■ Extracted data entries ■
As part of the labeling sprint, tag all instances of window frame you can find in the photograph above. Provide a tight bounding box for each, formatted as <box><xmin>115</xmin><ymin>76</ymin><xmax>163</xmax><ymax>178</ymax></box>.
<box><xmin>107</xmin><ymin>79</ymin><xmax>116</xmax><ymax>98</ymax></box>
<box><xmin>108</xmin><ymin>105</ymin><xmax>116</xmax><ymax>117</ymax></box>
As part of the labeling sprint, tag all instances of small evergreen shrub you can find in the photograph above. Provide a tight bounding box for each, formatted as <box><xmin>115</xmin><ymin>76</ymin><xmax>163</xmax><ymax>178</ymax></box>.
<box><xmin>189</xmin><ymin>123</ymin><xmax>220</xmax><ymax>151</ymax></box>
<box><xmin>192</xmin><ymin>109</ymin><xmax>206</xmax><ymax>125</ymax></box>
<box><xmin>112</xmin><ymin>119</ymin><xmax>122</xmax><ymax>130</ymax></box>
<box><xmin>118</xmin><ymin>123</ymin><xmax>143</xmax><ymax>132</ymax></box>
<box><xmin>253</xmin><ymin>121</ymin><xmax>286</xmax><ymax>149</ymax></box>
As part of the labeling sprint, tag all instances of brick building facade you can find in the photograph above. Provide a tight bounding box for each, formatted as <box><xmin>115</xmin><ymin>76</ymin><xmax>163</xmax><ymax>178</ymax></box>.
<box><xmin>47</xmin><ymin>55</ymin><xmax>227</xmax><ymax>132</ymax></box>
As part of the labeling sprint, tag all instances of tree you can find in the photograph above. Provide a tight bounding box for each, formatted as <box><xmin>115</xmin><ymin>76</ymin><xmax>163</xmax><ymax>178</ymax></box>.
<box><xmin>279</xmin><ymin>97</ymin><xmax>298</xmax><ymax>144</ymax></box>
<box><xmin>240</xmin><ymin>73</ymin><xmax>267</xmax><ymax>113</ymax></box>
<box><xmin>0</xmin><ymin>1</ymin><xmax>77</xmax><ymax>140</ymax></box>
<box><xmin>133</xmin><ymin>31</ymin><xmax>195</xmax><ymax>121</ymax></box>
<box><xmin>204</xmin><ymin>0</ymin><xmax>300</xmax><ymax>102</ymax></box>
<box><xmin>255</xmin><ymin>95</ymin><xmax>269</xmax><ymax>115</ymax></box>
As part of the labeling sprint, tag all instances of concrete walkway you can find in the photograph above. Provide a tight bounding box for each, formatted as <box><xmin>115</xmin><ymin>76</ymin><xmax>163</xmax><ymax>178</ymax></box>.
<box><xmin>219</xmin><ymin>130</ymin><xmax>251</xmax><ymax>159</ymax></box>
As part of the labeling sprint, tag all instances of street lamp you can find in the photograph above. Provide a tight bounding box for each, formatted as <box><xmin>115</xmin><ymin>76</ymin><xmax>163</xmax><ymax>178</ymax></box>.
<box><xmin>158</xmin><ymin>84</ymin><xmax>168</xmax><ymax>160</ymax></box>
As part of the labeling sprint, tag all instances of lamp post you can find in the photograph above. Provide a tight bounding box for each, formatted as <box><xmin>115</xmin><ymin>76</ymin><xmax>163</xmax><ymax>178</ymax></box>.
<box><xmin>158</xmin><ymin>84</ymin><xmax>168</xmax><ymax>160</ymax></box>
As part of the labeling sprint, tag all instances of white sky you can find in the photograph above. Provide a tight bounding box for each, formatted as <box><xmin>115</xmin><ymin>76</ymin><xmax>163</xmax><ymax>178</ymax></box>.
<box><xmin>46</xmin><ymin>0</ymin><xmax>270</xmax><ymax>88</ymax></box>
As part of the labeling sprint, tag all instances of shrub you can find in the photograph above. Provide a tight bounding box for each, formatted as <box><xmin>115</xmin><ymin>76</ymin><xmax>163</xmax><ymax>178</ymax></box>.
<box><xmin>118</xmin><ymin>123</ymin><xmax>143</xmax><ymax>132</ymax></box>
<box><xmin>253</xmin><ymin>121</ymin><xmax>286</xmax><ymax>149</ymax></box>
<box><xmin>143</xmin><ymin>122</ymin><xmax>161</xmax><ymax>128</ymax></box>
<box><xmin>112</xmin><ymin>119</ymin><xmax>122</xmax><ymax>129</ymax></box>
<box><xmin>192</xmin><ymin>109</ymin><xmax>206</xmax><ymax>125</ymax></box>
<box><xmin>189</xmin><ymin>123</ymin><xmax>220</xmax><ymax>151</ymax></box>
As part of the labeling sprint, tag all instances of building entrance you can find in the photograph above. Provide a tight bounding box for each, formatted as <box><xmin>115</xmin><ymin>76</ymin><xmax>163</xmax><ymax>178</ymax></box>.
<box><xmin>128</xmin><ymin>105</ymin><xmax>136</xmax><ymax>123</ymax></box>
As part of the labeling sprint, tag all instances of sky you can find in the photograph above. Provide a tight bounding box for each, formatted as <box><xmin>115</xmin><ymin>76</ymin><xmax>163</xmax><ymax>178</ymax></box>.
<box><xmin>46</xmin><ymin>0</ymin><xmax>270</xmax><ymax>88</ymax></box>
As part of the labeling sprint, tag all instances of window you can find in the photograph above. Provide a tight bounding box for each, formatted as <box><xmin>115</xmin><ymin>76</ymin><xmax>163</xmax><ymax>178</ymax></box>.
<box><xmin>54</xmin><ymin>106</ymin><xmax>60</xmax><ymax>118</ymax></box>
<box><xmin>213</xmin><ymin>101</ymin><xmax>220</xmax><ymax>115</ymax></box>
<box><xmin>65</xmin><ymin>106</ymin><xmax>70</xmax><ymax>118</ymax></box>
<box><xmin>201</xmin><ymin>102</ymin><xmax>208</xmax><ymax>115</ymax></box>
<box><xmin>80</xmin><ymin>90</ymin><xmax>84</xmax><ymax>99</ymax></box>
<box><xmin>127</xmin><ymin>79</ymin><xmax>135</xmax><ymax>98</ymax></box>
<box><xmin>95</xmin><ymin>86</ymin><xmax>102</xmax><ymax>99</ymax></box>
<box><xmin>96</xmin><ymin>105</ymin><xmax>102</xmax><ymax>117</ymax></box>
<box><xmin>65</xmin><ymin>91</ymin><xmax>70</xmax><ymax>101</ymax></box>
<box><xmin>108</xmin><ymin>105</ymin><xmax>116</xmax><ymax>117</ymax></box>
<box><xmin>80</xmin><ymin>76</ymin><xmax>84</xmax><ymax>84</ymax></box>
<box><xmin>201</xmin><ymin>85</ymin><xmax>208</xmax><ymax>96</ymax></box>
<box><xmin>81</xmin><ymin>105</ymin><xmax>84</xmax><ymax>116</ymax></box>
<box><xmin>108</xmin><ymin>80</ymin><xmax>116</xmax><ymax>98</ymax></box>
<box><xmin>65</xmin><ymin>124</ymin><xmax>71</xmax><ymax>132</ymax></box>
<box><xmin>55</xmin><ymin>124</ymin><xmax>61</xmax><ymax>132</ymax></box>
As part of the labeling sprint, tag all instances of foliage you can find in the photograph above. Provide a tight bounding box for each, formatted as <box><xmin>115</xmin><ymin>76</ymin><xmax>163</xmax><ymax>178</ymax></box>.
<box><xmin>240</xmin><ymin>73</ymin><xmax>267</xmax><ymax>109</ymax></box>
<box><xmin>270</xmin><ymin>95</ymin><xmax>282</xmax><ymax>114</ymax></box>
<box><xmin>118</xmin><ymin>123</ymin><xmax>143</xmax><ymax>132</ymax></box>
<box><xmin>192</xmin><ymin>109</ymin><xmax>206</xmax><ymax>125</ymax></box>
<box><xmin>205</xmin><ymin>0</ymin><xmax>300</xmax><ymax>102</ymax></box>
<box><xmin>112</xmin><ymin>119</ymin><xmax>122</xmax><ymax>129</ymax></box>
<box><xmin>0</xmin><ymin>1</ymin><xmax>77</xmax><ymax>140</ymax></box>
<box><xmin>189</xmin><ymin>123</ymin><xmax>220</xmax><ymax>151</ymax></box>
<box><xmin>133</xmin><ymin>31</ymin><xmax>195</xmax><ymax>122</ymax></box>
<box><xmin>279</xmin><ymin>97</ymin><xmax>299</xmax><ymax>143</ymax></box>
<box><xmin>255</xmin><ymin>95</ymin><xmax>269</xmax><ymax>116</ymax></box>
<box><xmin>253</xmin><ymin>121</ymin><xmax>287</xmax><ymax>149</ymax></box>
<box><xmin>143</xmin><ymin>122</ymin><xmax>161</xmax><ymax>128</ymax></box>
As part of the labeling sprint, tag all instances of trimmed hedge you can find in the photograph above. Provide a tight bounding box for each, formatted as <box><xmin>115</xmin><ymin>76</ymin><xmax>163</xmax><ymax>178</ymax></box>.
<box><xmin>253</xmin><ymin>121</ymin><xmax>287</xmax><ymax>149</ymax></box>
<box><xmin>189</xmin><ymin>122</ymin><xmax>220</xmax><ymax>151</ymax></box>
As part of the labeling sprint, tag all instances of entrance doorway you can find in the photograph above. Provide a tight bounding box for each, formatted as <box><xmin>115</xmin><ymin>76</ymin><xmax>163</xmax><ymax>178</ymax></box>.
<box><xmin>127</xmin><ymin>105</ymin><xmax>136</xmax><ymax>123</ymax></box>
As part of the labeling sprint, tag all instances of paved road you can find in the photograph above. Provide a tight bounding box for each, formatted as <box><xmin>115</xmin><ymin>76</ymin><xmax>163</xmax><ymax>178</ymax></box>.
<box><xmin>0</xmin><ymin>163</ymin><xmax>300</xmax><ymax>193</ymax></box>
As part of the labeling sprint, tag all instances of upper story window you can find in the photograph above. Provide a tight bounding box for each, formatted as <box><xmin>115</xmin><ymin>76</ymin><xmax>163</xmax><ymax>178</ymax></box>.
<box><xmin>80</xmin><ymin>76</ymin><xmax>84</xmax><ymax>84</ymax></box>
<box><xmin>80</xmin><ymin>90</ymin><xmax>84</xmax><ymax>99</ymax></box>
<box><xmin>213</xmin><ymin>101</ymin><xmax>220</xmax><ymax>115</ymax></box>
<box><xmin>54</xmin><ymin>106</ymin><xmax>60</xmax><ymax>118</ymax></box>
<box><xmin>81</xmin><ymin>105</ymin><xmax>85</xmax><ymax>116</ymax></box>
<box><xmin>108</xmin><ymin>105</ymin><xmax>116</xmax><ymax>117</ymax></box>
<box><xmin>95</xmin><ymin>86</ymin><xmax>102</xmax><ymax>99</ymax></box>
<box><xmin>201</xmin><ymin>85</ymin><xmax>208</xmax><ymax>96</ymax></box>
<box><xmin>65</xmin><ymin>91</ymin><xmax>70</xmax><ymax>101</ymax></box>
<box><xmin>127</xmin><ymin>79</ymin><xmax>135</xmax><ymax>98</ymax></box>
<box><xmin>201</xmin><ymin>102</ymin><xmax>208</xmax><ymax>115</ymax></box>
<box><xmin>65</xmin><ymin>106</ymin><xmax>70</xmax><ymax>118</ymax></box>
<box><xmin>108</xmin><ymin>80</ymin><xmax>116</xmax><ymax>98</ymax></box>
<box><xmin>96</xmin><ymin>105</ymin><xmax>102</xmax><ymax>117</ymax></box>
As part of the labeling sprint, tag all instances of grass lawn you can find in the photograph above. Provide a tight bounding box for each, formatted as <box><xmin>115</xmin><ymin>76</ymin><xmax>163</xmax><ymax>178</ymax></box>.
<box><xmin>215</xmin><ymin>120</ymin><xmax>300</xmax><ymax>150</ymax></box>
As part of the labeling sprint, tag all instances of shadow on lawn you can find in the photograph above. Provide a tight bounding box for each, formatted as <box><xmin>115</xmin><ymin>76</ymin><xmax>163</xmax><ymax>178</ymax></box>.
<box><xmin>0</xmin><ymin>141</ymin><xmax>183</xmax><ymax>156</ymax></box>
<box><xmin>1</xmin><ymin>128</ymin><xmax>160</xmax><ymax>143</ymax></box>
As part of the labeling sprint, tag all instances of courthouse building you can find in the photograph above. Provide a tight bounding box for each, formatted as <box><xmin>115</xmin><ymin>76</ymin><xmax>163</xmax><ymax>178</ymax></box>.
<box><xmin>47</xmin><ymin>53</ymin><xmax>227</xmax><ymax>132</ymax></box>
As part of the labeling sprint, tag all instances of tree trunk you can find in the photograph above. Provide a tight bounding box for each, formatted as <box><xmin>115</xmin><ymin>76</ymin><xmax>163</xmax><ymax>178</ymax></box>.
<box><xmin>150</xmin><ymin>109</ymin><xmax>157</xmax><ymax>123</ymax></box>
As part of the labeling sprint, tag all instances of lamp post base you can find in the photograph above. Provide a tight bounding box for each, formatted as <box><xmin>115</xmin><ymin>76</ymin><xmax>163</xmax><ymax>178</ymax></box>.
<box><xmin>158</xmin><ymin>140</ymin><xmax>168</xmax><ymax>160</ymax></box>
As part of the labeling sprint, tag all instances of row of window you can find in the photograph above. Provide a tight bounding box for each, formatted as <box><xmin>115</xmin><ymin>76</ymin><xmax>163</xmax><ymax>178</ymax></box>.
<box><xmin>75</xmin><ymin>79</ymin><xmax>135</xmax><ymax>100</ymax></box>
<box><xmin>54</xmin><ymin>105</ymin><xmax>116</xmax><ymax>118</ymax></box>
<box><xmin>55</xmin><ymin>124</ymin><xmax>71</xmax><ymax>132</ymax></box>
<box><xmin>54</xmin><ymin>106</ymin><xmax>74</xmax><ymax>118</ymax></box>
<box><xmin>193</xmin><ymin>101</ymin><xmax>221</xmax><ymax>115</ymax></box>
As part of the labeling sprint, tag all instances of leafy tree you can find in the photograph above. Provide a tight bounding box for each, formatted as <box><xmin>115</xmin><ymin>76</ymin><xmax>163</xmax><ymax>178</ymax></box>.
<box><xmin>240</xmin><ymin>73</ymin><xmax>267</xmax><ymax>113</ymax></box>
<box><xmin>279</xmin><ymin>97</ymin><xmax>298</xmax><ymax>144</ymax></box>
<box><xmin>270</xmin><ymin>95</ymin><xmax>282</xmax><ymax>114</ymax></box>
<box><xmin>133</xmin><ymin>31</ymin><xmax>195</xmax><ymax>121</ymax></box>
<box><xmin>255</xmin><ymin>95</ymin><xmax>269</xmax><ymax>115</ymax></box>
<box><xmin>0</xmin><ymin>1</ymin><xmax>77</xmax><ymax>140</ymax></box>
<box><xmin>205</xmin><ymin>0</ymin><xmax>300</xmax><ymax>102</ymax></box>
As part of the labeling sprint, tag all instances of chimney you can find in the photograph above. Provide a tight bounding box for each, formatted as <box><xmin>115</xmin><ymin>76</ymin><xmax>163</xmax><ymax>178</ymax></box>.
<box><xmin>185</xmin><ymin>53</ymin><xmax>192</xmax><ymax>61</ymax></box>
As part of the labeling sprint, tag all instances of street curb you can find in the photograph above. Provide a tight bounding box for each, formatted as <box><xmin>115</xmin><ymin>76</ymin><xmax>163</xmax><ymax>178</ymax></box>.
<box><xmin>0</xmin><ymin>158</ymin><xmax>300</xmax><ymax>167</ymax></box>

■ TASK INSTRUCTIONS ■
Update the material from the line with "of street curb" through the end, changing "labeling sprint" to "annotation pass" and leaving everything else as it is.

■ ANSWER BELOW ■
As part of the annotation pass, tag all instances of street curb you can find in the photograph above. Provide a tight bounding box for each, formatted as <box><xmin>115</xmin><ymin>76</ymin><xmax>163</xmax><ymax>178</ymax></box>.
<box><xmin>0</xmin><ymin>158</ymin><xmax>300</xmax><ymax>167</ymax></box>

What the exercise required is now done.